[Records to use — start]

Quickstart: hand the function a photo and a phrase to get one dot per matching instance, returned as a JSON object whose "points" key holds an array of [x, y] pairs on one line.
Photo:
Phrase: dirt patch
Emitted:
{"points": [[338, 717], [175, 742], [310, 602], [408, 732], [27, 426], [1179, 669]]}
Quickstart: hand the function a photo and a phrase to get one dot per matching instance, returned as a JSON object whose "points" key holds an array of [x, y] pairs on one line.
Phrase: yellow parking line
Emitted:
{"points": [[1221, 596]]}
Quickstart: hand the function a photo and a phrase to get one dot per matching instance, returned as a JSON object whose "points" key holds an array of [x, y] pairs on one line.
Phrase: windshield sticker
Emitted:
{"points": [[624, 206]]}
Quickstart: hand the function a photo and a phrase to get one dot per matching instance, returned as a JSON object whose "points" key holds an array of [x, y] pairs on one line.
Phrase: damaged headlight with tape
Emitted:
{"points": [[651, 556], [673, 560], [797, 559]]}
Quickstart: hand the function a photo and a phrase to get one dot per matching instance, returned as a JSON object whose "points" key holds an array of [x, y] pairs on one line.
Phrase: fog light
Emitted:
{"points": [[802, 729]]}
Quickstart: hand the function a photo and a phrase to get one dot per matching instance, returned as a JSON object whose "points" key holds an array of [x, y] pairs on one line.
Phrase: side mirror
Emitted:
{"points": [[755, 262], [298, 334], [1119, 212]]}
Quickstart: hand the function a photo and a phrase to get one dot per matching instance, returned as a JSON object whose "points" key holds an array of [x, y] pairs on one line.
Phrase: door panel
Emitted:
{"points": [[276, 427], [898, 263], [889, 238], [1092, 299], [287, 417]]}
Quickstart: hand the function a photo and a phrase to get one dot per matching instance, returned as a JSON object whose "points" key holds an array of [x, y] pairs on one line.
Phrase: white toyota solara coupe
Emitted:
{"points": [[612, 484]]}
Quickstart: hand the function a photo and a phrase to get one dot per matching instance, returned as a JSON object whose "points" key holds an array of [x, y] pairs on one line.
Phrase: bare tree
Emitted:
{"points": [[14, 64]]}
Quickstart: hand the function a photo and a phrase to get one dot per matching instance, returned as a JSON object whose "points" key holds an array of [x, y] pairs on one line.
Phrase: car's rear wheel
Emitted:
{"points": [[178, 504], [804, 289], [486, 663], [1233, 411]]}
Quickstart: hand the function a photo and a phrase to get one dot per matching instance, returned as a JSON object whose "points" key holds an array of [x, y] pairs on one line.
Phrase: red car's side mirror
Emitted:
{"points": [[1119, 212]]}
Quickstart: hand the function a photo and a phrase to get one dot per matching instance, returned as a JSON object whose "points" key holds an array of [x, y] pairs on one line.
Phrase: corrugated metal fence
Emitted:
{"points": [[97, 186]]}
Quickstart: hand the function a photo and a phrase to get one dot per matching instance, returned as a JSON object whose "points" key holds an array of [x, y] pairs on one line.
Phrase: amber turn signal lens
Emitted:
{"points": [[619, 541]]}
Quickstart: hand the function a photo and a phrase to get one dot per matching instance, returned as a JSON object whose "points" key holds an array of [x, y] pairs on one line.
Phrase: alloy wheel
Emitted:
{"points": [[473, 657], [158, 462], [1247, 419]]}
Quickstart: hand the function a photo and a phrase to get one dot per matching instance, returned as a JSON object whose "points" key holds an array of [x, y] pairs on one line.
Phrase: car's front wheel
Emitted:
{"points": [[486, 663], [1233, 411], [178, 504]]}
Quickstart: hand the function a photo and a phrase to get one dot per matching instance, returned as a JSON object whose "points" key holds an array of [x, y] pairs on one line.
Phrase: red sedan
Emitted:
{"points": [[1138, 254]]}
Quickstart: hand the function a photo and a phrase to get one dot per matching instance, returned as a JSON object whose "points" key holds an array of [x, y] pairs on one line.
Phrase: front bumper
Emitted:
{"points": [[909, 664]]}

[Records to use — finish]

The lines to return are those in the entries above that include "wheel".

▶ Exercise answer
Phrase: car's rear wheel
Phrase: alloy wheel
Phrase: car's front wheel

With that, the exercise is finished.